### [SOURCE EXCERPT]
The United States circuit court for the southern district of New York rendered its decision in 1887 in the case of Old Dominion Steamship Co. 2. McKenna et al. (30 Federal Reporter, 48). The questions of conspiracy and boycott were involved, and the application of the New York statute on conspiracy (Penal Code, sec. 168; Birdseye's Revised Statutes and Codes, 1896, p. 587, sec. 1, see post, p. 1017) was consid ered. A brief of the decision follows:

The procurement of workmen who are employed upon terms as to wages which are just and satisfactory to quit work in a body for the purpose of inflicting injury and damage upon the employer, by persons who are not in his employ, and until the employer should accede to demands of such outside persons, which he is under no obligation to

grant, constitutes in law a malicious and illegal interference with the employer's business, which is actionable.

### [Pointing and labeling entries]

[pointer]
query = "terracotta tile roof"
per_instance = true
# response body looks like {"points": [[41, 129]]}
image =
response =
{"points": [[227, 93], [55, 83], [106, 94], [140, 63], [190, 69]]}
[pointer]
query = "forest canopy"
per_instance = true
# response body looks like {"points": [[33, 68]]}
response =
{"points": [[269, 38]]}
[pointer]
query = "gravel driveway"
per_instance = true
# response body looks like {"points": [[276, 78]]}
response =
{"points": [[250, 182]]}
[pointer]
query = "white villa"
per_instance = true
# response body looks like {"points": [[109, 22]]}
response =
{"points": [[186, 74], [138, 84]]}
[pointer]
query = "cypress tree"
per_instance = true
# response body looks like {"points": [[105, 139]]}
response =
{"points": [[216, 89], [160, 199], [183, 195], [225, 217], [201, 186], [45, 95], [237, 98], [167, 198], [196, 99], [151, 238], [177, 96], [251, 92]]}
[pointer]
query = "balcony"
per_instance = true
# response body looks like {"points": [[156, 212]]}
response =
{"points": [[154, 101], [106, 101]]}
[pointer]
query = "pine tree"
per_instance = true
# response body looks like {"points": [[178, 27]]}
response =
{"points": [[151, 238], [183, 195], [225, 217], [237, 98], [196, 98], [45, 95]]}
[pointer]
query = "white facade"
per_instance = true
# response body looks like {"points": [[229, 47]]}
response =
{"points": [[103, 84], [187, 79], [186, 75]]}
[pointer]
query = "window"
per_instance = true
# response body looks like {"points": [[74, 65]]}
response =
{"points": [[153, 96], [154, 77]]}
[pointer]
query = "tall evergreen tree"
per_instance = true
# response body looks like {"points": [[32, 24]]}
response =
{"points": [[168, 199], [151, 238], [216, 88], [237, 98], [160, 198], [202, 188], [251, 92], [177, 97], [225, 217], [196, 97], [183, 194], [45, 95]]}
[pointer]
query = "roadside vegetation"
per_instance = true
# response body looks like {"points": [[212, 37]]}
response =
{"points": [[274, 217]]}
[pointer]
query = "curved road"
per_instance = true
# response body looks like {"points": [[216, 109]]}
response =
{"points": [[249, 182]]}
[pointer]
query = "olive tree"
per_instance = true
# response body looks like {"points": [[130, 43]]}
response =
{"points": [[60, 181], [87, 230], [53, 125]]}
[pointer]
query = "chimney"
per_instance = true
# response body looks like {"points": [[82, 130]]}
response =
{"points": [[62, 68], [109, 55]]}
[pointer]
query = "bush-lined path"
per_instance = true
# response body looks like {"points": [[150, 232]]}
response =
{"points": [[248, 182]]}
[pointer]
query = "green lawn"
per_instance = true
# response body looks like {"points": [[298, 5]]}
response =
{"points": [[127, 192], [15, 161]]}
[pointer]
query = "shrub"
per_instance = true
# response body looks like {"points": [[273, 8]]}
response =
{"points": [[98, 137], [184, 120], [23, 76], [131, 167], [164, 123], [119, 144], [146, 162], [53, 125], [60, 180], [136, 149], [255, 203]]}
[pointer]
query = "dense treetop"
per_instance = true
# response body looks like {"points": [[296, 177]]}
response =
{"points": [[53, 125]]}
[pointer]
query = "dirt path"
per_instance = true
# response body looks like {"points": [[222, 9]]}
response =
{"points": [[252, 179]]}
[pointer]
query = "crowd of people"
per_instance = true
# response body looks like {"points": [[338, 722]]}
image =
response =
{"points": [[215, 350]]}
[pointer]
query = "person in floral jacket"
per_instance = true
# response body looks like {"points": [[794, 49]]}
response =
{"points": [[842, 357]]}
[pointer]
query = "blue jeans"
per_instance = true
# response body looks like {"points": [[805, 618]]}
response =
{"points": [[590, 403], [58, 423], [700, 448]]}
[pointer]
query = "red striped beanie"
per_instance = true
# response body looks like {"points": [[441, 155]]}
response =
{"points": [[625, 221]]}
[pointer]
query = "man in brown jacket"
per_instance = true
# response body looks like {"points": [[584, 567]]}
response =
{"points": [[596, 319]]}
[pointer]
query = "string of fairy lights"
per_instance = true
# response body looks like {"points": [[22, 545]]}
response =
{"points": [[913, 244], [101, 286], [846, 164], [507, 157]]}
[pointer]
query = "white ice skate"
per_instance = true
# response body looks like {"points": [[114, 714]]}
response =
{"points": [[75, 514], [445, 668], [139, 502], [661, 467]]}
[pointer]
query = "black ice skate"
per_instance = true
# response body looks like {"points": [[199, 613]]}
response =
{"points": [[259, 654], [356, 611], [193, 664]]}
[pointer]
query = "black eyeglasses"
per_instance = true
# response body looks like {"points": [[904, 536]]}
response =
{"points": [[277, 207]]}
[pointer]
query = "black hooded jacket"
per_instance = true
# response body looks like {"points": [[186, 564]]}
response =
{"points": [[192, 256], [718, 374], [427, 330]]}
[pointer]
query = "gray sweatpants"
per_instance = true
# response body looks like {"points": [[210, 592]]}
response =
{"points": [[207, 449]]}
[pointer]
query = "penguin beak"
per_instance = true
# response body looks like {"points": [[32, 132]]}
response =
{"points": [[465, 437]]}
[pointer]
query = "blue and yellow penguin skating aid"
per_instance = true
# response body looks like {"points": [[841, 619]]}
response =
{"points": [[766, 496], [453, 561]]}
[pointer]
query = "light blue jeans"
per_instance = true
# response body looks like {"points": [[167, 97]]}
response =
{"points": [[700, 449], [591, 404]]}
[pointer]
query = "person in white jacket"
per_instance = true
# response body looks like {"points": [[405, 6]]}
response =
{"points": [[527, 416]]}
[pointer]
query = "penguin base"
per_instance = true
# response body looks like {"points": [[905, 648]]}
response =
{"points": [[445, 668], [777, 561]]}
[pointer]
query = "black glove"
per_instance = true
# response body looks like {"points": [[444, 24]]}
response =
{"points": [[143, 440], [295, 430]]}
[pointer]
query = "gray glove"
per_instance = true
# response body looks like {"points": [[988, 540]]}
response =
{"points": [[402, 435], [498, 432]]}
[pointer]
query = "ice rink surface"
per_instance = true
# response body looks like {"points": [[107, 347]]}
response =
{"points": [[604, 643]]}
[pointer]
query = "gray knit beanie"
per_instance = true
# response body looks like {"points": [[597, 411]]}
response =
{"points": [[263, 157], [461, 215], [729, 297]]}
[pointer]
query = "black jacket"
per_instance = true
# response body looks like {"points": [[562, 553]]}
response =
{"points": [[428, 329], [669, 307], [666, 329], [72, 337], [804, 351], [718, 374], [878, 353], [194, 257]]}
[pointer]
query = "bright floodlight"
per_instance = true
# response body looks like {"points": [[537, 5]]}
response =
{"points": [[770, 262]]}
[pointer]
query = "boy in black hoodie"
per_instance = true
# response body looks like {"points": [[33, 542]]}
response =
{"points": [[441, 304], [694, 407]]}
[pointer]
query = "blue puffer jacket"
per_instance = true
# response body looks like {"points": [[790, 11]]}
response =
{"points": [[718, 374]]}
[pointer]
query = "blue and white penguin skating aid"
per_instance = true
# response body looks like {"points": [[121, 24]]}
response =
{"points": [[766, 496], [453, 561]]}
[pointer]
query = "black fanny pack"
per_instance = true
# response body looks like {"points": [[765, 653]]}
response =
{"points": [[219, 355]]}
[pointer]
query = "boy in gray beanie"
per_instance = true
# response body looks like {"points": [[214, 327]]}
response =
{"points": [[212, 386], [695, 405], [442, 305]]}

...

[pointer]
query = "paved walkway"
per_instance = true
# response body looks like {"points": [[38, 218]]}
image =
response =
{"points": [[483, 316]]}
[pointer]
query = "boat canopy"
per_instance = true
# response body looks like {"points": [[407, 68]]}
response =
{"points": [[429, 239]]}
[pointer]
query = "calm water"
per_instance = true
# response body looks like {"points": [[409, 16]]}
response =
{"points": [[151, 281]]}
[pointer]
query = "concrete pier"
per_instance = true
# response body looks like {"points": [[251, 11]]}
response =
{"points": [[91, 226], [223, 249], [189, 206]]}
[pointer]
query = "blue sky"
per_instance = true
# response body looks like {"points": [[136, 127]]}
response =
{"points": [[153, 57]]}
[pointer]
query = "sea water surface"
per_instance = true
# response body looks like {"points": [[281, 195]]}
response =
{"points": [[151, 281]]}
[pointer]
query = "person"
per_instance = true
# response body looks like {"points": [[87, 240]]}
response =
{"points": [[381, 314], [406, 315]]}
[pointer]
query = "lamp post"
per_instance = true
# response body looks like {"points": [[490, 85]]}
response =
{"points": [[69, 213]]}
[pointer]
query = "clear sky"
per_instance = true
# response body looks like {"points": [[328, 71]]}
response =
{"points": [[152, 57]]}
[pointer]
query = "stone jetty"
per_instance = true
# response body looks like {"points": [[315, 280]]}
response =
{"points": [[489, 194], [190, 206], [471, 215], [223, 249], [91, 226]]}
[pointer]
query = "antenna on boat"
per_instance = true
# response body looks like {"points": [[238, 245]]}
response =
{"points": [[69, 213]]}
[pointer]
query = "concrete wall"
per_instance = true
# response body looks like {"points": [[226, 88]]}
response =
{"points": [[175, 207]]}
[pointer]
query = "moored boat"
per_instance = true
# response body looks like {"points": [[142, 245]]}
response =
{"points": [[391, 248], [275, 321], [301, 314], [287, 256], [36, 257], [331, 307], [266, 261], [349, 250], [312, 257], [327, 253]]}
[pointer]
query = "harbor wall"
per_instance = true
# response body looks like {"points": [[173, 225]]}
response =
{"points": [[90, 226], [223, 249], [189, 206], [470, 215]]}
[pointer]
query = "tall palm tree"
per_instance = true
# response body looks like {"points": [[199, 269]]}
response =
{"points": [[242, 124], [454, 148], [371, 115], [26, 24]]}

### [TASK]
Echo the entire excerpt on the 1887 Old Dominion Steamship conspiracy decision, word for word.

### [RESULT FOR THIS TASK]
The United States circuit court for the southern district of New York rendered its decision in 1887 in the case of Old Dominion Steamship Co. 2. McKenna et al. (30 Federal Reporter, 48). The questions of conspiracy and boycott were involved, and the application of the New York statute on conspiracy (Penal Code, sec. 168; Birdseye's Revised Statutes and Codes, 1896, p. 587, sec. 1, see post, p. 1017) was consid ered. A brief of the decision follows:

The procurement of workmen who are employed upon terms as to wages which are just and satisfactory to quit work in a body for the purpose of inflicting injury and damage upon the employer, by persons who are not in his employ, and until the employer should accede to demands of such outside persons, which he is under no obligation to

grant, constitutes in law a malicious and illegal interference with the employer's business, which is actionable.